Das Tagebuch von Anne Frank ist weltberühmt. Die Geschichte des jüdischen Mädchens, das in seinem Versteck in Amsterdam seinen Alltag und seine Gefühle festhält, ging um die Welt und machten die im Konzentrationslager gestorbene Anne zu einem Symbol des Holocausts. In Wo ist Anne Frank erzählt der israelische Regisseur Ari Folman diese Geschichte auf ungewöhnliche Weise. So wechselt der Animationsfilm zwischen vergangenen Szenen, die aus dem Tagebuch entnommen sind, und solchen in der Gegenwart, in der Annes imaginäre Freundin Kitty zum Leben erwacht ist und Anne überall sucht – ohne zu wissen, dass sie seit vielen Jahrzehnten tot ist. Zum Kinostart haben wir mit Folman ein Interview geführt und mit ihm über die Arbeit an dem Film gesprochen.
Könntest du uns etwas über den Hintergrund von Wo ist Anne Frank verraten? Wie kam es zu dem Projekt?
Mir wurde vor neun Jahren angeboten, eine Adaption des Tagebuchs von Anne Frank zu machen. Ich war mir anfangs nicht sicher, ob ich das wirklich tun sollte, weil ich das Gefühl hatte, dass bereits alles zu dem Thema bereits gemacht wurde. Wir brauchten irgendeinen neuen Ansatz, der auch für ein jüngeres Publikum funktioniert und der sie irgendwie berührt. Sonst würde das Ganze ein Fehlschlag. Du brauchst bei Kindern mehr als nur Logik und Fakten, wenn du ihnen eine Geschichte erzählst.
Wie kam es dazu, dass ihr Annes Geschichte aus der Perspektive ihrer imaginären Freundin Kitty erzählt?
Ich war wie gesagt auf der Suche nach einem neuen Ansatz, war dabei aber immer davon überzeugt, dass die Antwort irgendwo in dem Tagebuch liegen muss. Also habe ich es gelesen, viele Male, bis ich irgendwann merkte, dass Annes Beschreibungen von Kitty die Grundlage sein könnten, um aus ihr eine Figur zu machen. Du hattest alles darin: wie sie aussieht, wie sie lächelt, wie sie geht. Die Beschreibungen waren so grafisch, dass du daraus leicht ein Design machen konntest.

(Datensätze zum Zeigen auf benannte Objekte)
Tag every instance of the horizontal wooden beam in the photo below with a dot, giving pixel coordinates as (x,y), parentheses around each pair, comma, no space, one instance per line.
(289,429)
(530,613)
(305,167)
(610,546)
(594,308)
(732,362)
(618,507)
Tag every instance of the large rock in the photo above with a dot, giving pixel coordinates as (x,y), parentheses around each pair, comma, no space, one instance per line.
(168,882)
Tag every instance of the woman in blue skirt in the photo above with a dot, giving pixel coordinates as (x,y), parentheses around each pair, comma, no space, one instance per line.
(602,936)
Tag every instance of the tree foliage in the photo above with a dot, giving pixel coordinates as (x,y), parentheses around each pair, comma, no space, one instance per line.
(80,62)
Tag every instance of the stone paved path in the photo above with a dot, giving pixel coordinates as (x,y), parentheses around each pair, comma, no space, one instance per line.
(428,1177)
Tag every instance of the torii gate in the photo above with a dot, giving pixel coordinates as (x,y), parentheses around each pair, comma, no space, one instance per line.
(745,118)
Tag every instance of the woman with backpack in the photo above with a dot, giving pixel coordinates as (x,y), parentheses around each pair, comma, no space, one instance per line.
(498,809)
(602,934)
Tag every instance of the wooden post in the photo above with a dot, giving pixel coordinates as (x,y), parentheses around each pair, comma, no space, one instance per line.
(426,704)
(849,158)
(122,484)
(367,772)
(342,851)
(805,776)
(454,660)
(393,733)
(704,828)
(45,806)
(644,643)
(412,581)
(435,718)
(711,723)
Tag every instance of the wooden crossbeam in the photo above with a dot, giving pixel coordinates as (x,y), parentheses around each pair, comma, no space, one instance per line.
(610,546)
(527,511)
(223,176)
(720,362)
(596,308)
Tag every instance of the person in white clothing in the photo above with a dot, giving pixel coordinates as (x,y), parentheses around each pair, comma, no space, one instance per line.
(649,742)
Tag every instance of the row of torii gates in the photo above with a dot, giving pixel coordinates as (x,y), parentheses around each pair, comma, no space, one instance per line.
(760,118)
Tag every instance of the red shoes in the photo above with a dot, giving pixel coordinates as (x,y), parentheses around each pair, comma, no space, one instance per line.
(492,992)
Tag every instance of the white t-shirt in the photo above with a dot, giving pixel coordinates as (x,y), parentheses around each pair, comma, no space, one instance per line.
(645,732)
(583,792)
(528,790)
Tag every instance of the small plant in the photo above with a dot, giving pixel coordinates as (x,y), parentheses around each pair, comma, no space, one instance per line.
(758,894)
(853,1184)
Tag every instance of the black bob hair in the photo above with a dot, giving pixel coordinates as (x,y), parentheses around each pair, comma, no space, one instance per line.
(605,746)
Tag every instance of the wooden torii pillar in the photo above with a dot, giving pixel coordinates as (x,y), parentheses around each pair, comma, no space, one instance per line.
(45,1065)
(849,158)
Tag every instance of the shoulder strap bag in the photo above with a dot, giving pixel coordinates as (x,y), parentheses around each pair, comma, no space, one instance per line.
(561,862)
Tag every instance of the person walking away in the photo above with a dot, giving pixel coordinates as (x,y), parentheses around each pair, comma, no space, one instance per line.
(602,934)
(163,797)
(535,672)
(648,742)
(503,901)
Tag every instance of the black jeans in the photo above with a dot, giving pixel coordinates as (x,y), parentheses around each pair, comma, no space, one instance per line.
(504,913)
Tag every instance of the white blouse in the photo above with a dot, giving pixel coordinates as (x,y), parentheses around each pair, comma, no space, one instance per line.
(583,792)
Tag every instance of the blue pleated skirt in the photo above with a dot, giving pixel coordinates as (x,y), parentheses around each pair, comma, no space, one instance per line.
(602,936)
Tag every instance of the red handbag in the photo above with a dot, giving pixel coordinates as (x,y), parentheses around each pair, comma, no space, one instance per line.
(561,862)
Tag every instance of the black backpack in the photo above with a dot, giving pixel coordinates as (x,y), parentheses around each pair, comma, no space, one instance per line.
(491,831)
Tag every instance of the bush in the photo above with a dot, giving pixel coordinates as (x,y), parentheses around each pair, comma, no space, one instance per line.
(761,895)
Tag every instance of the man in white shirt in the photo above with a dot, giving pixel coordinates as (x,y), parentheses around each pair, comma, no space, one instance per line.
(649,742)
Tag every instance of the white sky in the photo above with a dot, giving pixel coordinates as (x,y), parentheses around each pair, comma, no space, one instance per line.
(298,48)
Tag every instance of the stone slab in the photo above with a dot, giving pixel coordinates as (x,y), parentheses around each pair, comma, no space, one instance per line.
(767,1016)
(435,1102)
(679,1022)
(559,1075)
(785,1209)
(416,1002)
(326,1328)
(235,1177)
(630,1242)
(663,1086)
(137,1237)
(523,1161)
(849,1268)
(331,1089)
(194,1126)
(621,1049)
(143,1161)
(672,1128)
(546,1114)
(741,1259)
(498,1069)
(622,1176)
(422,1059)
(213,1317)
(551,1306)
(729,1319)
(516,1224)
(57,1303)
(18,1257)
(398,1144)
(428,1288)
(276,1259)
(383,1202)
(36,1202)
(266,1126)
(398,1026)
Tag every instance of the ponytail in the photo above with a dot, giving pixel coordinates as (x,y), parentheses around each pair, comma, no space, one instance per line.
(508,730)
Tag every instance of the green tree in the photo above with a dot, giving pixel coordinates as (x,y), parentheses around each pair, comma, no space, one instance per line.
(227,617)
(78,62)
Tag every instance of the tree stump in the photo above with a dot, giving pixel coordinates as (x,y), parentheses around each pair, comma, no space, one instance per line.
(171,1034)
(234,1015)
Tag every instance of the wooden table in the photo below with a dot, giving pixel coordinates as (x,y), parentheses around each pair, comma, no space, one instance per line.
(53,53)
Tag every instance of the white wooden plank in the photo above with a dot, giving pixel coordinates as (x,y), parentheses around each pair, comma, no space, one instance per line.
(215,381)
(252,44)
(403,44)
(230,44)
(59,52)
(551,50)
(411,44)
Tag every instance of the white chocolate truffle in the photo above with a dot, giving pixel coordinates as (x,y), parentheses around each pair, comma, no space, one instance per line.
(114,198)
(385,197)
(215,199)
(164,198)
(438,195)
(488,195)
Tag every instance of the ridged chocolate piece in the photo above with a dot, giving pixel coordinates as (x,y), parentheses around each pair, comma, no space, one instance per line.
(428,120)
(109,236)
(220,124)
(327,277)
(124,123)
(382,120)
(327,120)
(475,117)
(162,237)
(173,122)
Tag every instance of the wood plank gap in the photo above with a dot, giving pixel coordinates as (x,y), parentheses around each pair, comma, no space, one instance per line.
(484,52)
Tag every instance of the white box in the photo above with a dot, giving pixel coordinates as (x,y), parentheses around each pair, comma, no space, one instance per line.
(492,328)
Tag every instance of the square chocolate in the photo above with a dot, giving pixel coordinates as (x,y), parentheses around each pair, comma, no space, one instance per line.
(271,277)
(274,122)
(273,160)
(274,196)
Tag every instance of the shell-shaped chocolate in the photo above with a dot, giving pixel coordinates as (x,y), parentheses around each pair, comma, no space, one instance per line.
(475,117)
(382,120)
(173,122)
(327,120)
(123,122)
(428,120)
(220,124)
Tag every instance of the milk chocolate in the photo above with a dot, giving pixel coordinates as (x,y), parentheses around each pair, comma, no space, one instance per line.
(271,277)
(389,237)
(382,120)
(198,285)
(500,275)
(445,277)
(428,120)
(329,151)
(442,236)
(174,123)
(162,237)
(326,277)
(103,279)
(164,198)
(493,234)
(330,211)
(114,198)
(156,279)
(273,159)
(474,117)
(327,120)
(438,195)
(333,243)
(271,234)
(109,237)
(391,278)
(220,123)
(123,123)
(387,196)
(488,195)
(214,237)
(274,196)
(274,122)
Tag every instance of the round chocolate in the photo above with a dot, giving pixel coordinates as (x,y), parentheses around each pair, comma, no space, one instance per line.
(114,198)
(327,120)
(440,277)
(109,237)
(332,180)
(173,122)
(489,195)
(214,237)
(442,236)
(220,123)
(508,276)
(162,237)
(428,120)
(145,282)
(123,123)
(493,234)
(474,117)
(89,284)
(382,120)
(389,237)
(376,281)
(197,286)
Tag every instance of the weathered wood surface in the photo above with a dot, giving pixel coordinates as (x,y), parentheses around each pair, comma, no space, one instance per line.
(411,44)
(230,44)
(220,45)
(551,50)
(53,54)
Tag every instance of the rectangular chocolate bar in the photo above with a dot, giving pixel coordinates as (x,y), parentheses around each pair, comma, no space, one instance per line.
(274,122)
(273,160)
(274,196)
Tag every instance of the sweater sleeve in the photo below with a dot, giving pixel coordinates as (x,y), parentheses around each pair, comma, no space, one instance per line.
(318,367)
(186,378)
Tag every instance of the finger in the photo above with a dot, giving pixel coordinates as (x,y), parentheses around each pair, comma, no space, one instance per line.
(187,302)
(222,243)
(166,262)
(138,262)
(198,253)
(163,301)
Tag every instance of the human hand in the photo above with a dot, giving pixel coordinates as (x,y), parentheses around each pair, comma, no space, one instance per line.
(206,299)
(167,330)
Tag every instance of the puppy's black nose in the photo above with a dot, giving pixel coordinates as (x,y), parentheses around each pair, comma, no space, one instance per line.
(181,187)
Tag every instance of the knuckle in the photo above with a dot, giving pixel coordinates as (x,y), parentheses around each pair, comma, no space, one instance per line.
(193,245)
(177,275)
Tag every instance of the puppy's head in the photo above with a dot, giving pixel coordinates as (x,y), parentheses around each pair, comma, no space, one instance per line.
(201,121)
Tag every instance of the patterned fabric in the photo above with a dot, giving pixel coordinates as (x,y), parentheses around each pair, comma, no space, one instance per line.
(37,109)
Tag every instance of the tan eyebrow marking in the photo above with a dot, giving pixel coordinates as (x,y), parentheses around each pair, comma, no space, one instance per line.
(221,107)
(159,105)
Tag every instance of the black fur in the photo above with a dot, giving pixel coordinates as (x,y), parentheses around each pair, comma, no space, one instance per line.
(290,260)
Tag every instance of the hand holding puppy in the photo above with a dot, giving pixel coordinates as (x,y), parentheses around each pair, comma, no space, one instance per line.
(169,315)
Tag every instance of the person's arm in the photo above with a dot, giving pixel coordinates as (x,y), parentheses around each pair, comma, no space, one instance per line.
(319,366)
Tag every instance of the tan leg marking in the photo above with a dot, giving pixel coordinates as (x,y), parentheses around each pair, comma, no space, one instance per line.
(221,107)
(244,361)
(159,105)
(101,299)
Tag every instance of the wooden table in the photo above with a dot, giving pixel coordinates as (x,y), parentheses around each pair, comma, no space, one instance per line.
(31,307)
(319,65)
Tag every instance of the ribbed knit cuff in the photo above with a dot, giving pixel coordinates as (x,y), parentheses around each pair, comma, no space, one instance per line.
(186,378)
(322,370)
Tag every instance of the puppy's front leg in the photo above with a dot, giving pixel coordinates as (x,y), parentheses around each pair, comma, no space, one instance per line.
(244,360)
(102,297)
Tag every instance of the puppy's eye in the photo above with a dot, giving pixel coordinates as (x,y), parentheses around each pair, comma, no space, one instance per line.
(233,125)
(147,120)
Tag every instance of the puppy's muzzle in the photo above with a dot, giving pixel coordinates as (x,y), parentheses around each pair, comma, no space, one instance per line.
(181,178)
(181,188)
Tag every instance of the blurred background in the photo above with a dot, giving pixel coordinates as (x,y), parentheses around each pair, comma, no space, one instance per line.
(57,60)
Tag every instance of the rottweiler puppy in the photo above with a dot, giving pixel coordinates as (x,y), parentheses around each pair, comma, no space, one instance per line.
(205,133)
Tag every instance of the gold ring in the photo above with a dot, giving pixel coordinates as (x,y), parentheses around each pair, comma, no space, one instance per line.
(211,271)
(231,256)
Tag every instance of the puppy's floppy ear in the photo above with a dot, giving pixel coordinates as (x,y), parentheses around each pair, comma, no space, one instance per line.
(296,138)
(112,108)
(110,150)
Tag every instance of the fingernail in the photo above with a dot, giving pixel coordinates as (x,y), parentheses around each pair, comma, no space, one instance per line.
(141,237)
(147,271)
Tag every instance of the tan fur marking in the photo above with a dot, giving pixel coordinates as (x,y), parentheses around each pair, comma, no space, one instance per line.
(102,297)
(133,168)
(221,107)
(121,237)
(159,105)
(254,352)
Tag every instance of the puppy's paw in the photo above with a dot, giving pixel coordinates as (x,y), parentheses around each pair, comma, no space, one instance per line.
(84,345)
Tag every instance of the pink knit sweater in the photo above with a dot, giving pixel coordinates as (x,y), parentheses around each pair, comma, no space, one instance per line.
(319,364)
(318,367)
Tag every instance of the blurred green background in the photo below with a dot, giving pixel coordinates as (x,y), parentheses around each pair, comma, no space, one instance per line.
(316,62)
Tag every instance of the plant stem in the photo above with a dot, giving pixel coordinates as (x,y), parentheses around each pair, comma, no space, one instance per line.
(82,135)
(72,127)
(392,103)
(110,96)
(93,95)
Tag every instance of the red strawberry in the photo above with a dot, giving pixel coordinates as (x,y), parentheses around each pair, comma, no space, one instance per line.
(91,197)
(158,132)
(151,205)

- Aufgabenstellung
Kannst du das Interview mit Ari Folman über den Film Wo ist Anne Frank im Anschluss an seinen letzten Satz weiterführen?

- Ergebnis der Aufgabe
Das Äußere ist aber nur ein Teil von ihr. Wie schwierig war es, aus ihr jemanden zu machen, der auch handelt? Im Tagebuch antwortet sie schließlich nicht.
Es war einfacher, als Anne Frank umzusetzen. Denn egal, was du auch mit ihr machst, da ist immer der Schatten der realen Anne Frank. Sie ist eine Ikone und es war sehr schwierig, davon wegzukommen und wieder einen Menschen aus ihr zu machen. Sie war intelligent, war eine fantastische Autorin. Gleichzeitig war sie ein Mädchen, das sehr lustig war und einen großartigen Sinn für Humor hatte. Sie konnte auch sehr gemein sein und hatte ein kompliziertes Verhältnis zu ihrer Mutter. Und war es wichtig, all diese Facetten aufzuzeigen und sie als den Menschen zu zeigen, der sie war.
Weshalb ist sie überhaupt zu einer solchen Ikone geworden? Es gab schließlich Millionen von Opfern während des Holocausts. Was macht ihre Geschichte so besonders?
Ich denke, dass dies auch mit der Geschichte des Holocausts in den Niederlanden zusammenhängt. 85 Prozent der Juden in den Niederlanden wurden in den Lagern getötet. Und die 15 Prozent, die überlebt haben, waren nicht wirklich willkommen. Dabei wäre es mit keinem großen Risiko verbunden gewesen, die Juden zu verstecken. Anders als in Polen, wo du dafür exekutiert werden konntest, wurden die Helfer der Juden nur verhört. Mehr geschah ihnen nicht. Und doch starben am Ende 85 Prozent.
Könntest du uns noch etwas zu deinen Recherchen verraten? Wie schwierig war es, außerhalb des Tagesbuchs, alle Infos zu bekommen?
Das Schwierigste war, überhaupt erst einmal eine Struktur für den Film zu entwickeln. Die Recherche war da deutlich einfacher. Klar war sie die Basis für das, was wir erzählen. Aber ich habe dadurch nicht ungewöhnlich Neues gelernt. Eine Zeit lang war ich gefangen in der Frage, wer die Familie verraten hat. Am Ende habe ich das aber beiseitegelassen, weil es für die Geschichte nicht wichtig war. Außerdem wirst du das wahrscheinlich nie wirklich erfahren.
Wo ist Anne Frank wechselt zwischen den Szenen in der Neuzeit, in denen wir Kitty folgen, und den Szenen, die aus dem Tagebuch entnommen sind. Wie schwierig war es, die Tagebuch-Szenen auszusuchen? In dem Original gab es schließlich noch viele weitere.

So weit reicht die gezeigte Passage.